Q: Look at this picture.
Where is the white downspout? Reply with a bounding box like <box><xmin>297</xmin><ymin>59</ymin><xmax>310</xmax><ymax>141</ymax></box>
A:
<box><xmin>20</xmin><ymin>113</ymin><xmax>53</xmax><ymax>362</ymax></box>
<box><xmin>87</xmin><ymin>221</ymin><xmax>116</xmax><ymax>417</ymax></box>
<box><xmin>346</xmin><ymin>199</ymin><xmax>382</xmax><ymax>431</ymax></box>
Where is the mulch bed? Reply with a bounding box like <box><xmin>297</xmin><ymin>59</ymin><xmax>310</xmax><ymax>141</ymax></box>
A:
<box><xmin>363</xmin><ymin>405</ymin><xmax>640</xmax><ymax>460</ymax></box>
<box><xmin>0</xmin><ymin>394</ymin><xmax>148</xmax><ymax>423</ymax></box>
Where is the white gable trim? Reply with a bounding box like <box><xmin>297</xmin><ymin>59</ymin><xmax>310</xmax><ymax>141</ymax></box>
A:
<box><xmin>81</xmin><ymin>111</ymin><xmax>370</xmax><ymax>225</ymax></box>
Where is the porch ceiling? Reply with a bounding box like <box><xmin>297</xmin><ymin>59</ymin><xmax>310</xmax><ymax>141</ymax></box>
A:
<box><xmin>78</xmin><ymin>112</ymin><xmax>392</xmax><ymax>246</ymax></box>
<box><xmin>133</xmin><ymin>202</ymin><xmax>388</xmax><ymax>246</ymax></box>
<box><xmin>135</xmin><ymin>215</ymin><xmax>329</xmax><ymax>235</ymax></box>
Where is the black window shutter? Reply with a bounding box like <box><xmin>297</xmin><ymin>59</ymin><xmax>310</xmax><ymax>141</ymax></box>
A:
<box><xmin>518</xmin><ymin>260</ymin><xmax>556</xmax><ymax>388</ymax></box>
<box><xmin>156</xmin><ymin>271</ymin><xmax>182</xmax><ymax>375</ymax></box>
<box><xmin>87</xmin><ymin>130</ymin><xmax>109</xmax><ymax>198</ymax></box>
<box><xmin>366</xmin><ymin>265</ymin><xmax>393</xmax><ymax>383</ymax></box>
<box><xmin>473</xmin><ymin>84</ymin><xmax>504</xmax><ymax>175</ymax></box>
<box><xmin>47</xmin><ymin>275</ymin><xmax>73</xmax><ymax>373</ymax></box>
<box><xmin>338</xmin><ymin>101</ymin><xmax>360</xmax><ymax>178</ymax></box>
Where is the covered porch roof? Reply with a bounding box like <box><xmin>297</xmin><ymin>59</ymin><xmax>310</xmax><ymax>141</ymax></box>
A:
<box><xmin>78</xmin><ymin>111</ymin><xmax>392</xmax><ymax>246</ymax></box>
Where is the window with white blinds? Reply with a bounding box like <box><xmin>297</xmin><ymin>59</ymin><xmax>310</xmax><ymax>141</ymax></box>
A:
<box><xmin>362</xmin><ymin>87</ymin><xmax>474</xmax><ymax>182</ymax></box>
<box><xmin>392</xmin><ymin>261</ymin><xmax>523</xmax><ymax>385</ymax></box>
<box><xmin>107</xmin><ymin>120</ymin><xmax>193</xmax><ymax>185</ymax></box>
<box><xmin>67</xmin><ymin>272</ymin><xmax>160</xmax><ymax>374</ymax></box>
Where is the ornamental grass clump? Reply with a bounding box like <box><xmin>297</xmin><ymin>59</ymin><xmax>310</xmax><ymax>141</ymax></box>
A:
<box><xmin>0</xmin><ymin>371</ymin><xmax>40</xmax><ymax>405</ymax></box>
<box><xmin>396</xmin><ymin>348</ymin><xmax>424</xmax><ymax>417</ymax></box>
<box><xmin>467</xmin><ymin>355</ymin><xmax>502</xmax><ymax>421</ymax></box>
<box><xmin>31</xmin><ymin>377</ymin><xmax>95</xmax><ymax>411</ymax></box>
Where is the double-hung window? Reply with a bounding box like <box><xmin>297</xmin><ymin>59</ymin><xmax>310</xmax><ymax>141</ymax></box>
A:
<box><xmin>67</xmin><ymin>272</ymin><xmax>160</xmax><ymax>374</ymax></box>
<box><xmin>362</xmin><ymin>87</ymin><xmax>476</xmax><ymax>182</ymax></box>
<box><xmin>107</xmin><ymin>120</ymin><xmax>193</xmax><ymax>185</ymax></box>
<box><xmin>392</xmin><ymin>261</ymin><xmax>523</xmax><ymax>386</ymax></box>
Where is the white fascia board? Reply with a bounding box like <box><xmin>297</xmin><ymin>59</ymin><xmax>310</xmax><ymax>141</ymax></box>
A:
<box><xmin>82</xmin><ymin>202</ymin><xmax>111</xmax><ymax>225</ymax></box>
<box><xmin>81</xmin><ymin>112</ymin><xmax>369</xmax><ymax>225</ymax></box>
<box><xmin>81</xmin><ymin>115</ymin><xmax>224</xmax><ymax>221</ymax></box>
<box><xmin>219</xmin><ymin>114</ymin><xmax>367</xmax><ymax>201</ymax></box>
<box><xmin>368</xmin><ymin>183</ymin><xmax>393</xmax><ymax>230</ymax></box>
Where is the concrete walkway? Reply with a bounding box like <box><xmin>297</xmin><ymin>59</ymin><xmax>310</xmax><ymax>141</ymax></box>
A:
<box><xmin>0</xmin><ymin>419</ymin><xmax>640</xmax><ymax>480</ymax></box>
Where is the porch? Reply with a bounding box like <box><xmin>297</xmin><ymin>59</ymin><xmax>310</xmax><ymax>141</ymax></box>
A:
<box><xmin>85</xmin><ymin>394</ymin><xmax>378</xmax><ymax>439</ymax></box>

[SHORT EXERCISE]
Can you copy every entry above character for character, changing nothing?

[ANSWER TO THIS PROBLEM]
Q: Look at this picture.
Where is the white downspout? Reply with a bounding box like <box><xmin>297</xmin><ymin>59</ymin><xmax>310</xmax><ymax>141</ymax></box>
A:
<box><xmin>20</xmin><ymin>113</ymin><xmax>53</xmax><ymax>362</ymax></box>
<box><xmin>87</xmin><ymin>221</ymin><xmax>116</xmax><ymax>417</ymax></box>
<box><xmin>346</xmin><ymin>199</ymin><xmax>382</xmax><ymax>431</ymax></box>
Where is the mulch bed? Reply with a bounding box like <box><xmin>297</xmin><ymin>59</ymin><xmax>310</xmax><ymax>141</ymax></box>
A:
<box><xmin>363</xmin><ymin>405</ymin><xmax>640</xmax><ymax>460</ymax></box>
<box><xmin>0</xmin><ymin>394</ymin><xmax>148</xmax><ymax>423</ymax></box>
Where is the white gable trim? Reply with a bounding box like <box><xmin>297</xmin><ymin>59</ymin><xmax>310</xmax><ymax>141</ymax></box>
A:
<box><xmin>81</xmin><ymin>111</ymin><xmax>370</xmax><ymax>225</ymax></box>
Where is the porch ceiling? Reply with a bounding box like <box><xmin>297</xmin><ymin>59</ymin><xmax>310</xmax><ymax>141</ymax></box>
A:
<box><xmin>78</xmin><ymin>112</ymin><xmax>392</xmax><ymax>246</ymax></box>
<box><xmin>133</xmin><ymin>202</ymin><xmax>388</xmax><ymax>246</ymax></box>
<box><xmin>135</xmin><ymin>215</ymin><xmax>329</xmax><ymax>235</ymax></box>
Where is the black window shutter? Reply with a bounding box like <box><xmin>297</xmin><ymin>59</ymin><xmax>310</xmax><ymax>141</ymax></box>
A:
<box><xmin>518</xmin><ymin>260</ymin><xmax>556</xmax><ymax>388</ymax></box>
<box><xmin>156</xmin><ymin>271</ymin><xmax>182</xmax><ymax>375</ymax></box>
<box><xmin>87</xmin><ymin>130</ymin><xmax>109</xmax><ymax>198</ymax></box>
<box><xmin>366</xmin><ymin>265</ymin><xmax>393</xmax><ymax>383</ymax></box>
<box><xmin>473</xmin><ymin>84</ymin><xmax>504</xmax><ymax>175</ymax></box>
<box><xmin>47</xmin><ymin>275</ymin><xmax>73</xmax><ymax>373</ymax></box>
<box><xmin>338</xmin><ymin>101</ymin><xmax>360</xmax><ymax>178</ymax></box>
Where is the covered porch roof? Reply with a bounding box like <box><xmin>297</xmin><ymin>59</ymin><xmax>310</xmax><ymax>141</ymax></box>
A:
<box><xmin>78</xmin><ymin>111</ymin><xmax>392</xmax><ymax>246</ymax></box>
Where is the window with white blinds? Reply with a bounding box like <box><xmin>297</xmin><ymin>59</ymin><xmax>310</xmax><ymax>141</ymax></box>
A:
<box><xmin>362</xmin><ymin>87</ymin><xmax>474</xmax><ymax>182</ymax></box>
<box><xmin>392</xmin><ymin>261</ymin><xmax>523</xmax><ymax>385</ymax></box>
<box><xmin>107</xmin><ymin>120</ymin><xmax>193</xmax><ymax>185</ymax></box>
<box><xmin>67</xmin><ymin>272</ymin><xmax>160</xmax><ymax>374</ymax></box>
Where is the ornamental grass clump? Reply with a bounding box like <box><xmin>297</xmin><ymin>59</ymin><xmax>310</xmax><ymax>141</ymax></box>
A:
<box><xmin>0</xmin><ymin>371</ymin><xmax>40</xmax><ymax>405</ymax></box>
<box><xmin>396</xmin><ymin>348</ymin><xmax>424</xmax><ymax>417</ymax></box>
<box><xmin>467</xmin><ymin>355</ymin><xmax>502</xmax><ymax>421</ymax></box>
<box><xmin>31</xmin><ymin>377</ymin><xmax>95</xmax><ymax>411</ymax></box>
Where is the double-hung window? Reply with a bounding box like <box><xmin>297</xmin><ymin>59</ymin><xmax>310</xmax><ymax>141</ymax></box>
A:
<box><xmin>67</xmin><ymin>272</ymin><xmax>160</xmax><ymax>374</ymax></box>
<box><xmin>362</xmin><ymin>87</ymin><xmax>476</xmax><ymax>182</ymax></box>
<box><xmin>107</xmin><ymin>120</ymin><xmax>193</xmax><ymax>185</ymax></box>
<box><xmin>392</xmin><ymin>261</ymin><xmax>523</xmax><ymax>386</ymax></box>
Where is the white fascia board? Reply with a bounding box like <box><xmin>297</xmin><ymin>59</ymin><xmax>310</xmax><ymax>141</ymax></box>
A:
<box><xmin>82</xmin><ymin>202</ymin><xmax>111</xmax><ymax>225</ymax></box>
<box><xmin>81</xmin><ymin>112</ymin><xmax>369</xmax><ymax>225</ymax></box>
<box><xmin>81</xmin><ymin>115</ymin><xmax>224</xmax><ymax>221</ymax></box>
<box><xmin>219</xmin><ymin>114</ymin><xmax>367</xmax><ymax>201</ymax></box>
<box><xmin>368</xmin><ymin>183</ymin><xmax>393</xmax><ymax>230</ymax></box>
Where is the concrete walkway? Reply with a bounding box like <box><xmin>297</xmin><ymin>59</ymin><xmax>310</xmax><ymax>141</ymax></box>
A:
<box><xmin>0</xmin><ymin>419</ymin><xmax>640</xmax><ymax>480</ymax></box>
Where is the porch? Reply with a bounding box like <box><xmin>297</xmin><ymin>59</ymin><xmax>310</xmax><ymax>141</ymax></box>
A:
<box><xmin>85</xmin><ymin>394</ymin><xmax>378</xmax><ymax>439</ymax></box>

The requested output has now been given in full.